GEGEBENE DATEN:
----------------

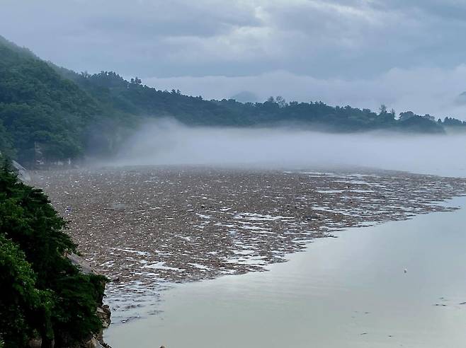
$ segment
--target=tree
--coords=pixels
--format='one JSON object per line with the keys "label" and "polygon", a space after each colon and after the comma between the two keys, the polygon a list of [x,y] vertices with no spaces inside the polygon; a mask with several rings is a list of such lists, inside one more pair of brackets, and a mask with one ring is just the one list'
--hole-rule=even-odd
{"label": "tree", "polygon": [[286,106],[286,100],[281,95],[275,97],[275,102],[278,104],[280,108],[285,108]]}
{"label": "tree", "polygon": [[24,347],[35,330],[52,335],[50,293],[38,290],[35,282],[24,253],[0,234],[0,339],[5,348]]}
{"label": "tree", "polygon": [[[41,190],[18,182],[6,166],[0,170],[0,269],[3,265],[13,272],[0,273],[6,278],[0,284],[12,284],[2,295],[7,303],[0,302],[0,320],[11,318],[8,303],[17,303],[24,313],[2,332],[6,347],[18,347],[8,334],[14,330],[26,335],[36,330],[48,347],[52,339],[56,347],[68,347],[101,327],[96,310],[106,279],[81,273],[66,257],[76,250],[63,232],[66,226]],[[24,289],[15,285],[15,277]]]}

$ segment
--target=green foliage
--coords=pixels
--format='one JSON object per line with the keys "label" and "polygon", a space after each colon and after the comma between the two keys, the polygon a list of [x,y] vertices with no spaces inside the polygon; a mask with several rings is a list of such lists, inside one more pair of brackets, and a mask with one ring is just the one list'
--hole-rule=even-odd
{"label": "green foliage", "polygon": [[280,96],[254,104],[204,100],[179,91],[158,91],[137,77],[128,81],[113,71],[77,74],[43,62],[0,37],[0,151],[20,162],[112,153],[135,126],[147,117],[161,117],[188,125],[297,124],[336,132],[441,133],[445,124],[459,125],[454,119],[445,119],[444,124],[426,117],[404,122],[384,105],[377,114],[322,102],[288,103]]}
{"label": "green foliage", "polygon": [[[66,257],[76,245],[41,190],[0,171],[0,335],[23,347],[33,332],[68,347],[101,327],[96,315],[106,279],[84,274]],[[4,320],[3,322],[2,320]]]}
{"label": "green foliage", "polygon": [[[0,234],[0,336],[5,347],[23,347],[50,315],[50,292],[36,288],[36,274],[25,255]],[[1,347],[1,346],[0,346]]]}

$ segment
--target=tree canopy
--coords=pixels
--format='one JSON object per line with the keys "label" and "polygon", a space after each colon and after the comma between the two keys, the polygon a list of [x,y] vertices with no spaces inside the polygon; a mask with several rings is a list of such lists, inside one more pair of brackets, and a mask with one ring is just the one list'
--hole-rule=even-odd
{"label": "tree canopy", "polygon": [[0,151],[26,165],[112,153],[148,117],[171,117],[194,126],[297,124],[332,132],[442,133],[445,127],[466,126],[451,117],[438,122],[406,113],[398,119],[383,105],[377,113],[319,101],[287,103],[281,96],[256,103],[205,100],[147,86],[138,77],[127,81],[113,71],[78,74],[0,37]]}
{"label": "tree canopy", "polygon": [[0,170],[0,341],[69,347],[97,333],[106,279],[85,274],[66,257],[76,245],[47,196]]}

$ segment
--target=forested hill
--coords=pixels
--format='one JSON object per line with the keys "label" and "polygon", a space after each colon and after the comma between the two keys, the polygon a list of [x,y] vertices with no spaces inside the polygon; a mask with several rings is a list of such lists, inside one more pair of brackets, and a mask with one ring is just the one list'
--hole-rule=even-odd
{"label": "forested hill", "polygon": [[159,91],[116,73],[77,74],[46,62],[0,37],[0,151],[26,164],[114,152],[147,117],[172,117],[188,125],[300,124],[334,132],[389,130],[442,133],[466,122],[374,112],[323,103],[205,100]]}

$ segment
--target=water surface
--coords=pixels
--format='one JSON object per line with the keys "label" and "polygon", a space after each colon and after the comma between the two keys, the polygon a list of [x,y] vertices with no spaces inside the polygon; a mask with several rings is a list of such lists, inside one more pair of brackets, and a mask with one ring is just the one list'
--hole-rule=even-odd
{"label": "water surface", "polygon": [[[466,198],[448,204],[464,207]],[[163,293],[162,313],[112,325],[106,340],[115,348],[466,347],[465,221],[462,209],[350,228],[269,272],[179,284]]]}

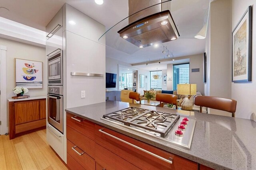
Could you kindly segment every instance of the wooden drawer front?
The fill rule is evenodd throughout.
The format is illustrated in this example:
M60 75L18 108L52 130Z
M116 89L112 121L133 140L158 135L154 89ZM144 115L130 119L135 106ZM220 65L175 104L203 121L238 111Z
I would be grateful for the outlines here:
M88 155L84 151L81 150L78 147L74 149L80 154L84 152L81 155L79 155L73 149L72 147L76 145L67 140L67 151L73 158L76 160L85 169L87 170L95 170L95 161L90 156Z
M67 126L67 139L94 158L95 142Z
M118 138L122 139L140 148L169 160L172 158L172 163L167 162L130 146L125 143L99 131L103 131ZM95 126L95 142L107 148L126 160L141 169L198 169L198 164L180 156L159 149L152 145L140 141L98 125ZM97 145L97 144L96 144ZM100 164L101 165L103 164Z
M114 154L100 145L95 144L96 162L101 166L96 165L96 169L139 170L140 168ZM103 168L100 169L103 167ZM144 169L149 169L145 167Z
M71 117L74 118L81 121L78 121ZM95 137L94 123L78 117L76 117L72 114L67 113L67 125L72 127L76 131L91 139L94 140Z
M42 127L46 127L46 119L30 121L15 125L15 133L30 131Z
M15 125L39 120L39 101L14 103Z
M68 153L67 154L67 165L71 170L85 170Z
M40 108L40 119L46 118L46 100L40 100L39 101L39 107Z

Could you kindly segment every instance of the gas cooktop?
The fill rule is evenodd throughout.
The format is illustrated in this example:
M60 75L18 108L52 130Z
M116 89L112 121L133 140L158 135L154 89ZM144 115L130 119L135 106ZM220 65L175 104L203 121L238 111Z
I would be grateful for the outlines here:
M135 107L102 118L190 149L196 121L179 115Z

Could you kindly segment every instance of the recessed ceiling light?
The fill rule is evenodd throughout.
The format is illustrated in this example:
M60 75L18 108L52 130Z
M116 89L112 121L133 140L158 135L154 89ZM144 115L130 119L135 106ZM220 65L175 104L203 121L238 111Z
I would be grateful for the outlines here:
M68 23L70 24L70 25L76 25L76 22L75 22L74 21L68 21Z
M164 21L161 23L161 25L166 25L167 23L168 23L168 21Z
M95 3L98 5L102 5L103 4L103 0L94 0Z

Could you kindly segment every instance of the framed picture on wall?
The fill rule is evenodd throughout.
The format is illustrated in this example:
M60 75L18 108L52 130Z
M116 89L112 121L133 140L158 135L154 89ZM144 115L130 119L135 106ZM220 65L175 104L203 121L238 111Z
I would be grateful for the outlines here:
M252 6L232 32L232 82L252 81Z
M124 82L124 74L122 74L122 82Z
M15 59L16 87L28 89L43 88L43 63Z

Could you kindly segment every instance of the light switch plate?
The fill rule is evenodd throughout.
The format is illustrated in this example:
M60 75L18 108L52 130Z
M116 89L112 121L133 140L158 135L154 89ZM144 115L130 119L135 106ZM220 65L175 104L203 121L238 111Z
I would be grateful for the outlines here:
M81 98L85 98L85 91L81 91Z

----------------

Schreiben Sie die Zeilen ab der Zeile mit „Could you kindly segment every instance of the framed“ bis einschließlich zum Ende der Daten erneut auf. Ersetzen Sie dabei „light switch plate“ durch „power outlet cover“ und lassen Sie alles Übrige unverändert.

Could you kindly segment every instance of the framed picture on wall?
The fill rule is evenodd throughout.
The format is illustrated in this example:
M60 75L18 108L52 130Z
M116 89L112 121L133 140L158 135L154 89ZM144 115L130 119L135 106ZM220 65L175 104L203 121L238 111Z
I would be grateful for the outlines here:
M252 6L232 32L232 82L252 81Z
M124 82L124 74L122 74L122 82Z
M15 59L16 87L28 89L43 88L43 63Z

Could you kindly segment every instance of the power outlet cover?
The fill rule is evenodd throughout.
The format is illustrated in this example:
M60 75L18 108L52 130Z
M116 89L112 121L133 140L158 135L154 89ZM144 115L130 119L135 106ZM220 65L175 104L203 121L238 111Z
I would be grateful for the outlines here:
M81 98L85 98L85 91L81 91Z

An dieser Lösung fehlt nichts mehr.